*Your objective*.
Rewrite the listing below, replacing every "white sneaker" with "canvas shoe" and keeping everything else unchanged. Leave the pictures out of your version.

BEGIN Given data

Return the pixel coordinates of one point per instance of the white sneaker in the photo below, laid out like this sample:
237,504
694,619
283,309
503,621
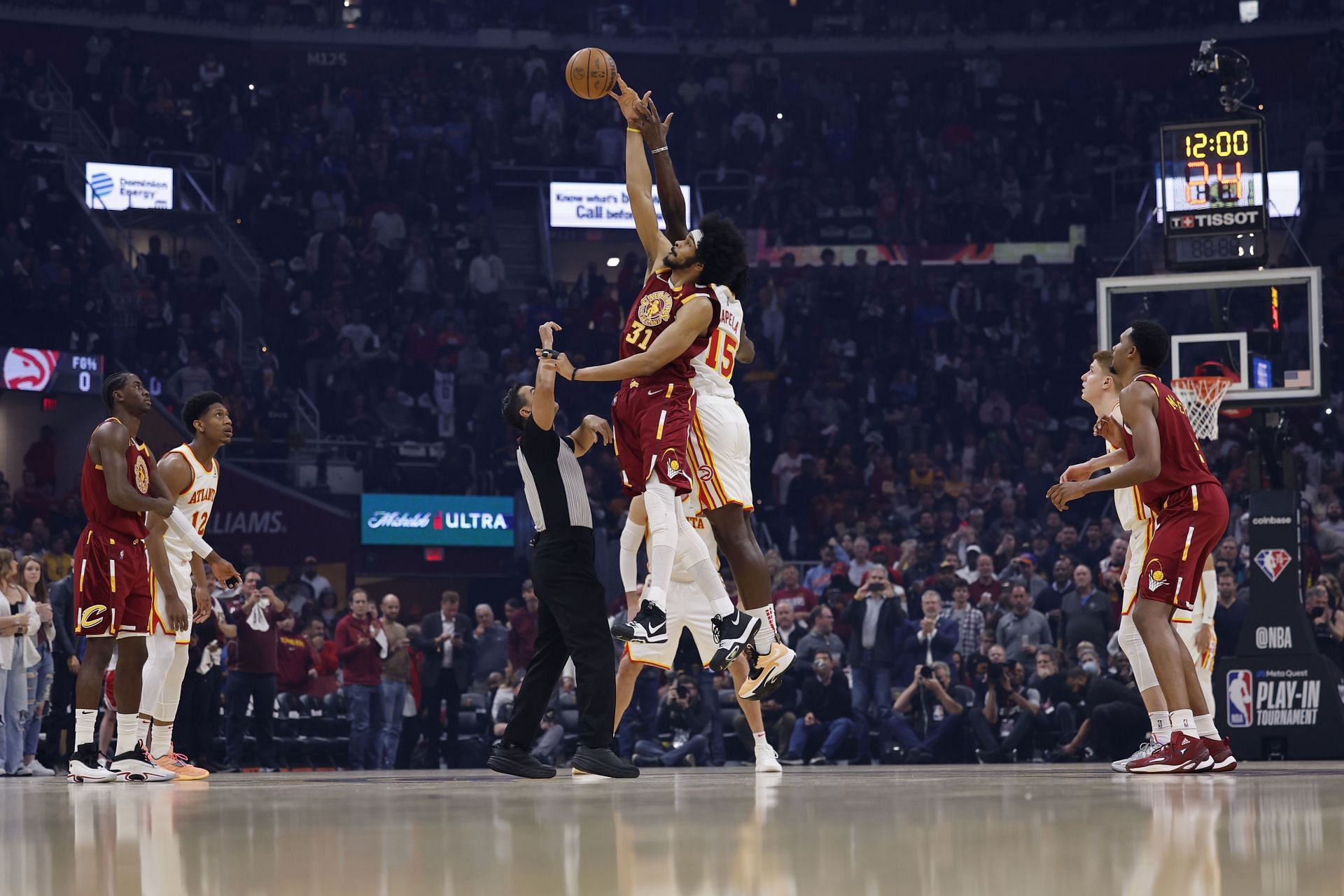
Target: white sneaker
136,764
1144,751
86,766
768,760
38,770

END Given data

*The result*.
Return the pixel coordinates of one point per instance of the canvas shoe in the photo below, laid out like this sample:
237,504
694,619
283,309
503,621
Target: canvas shoe
136,764
1144,751
86,766
768,760
38,770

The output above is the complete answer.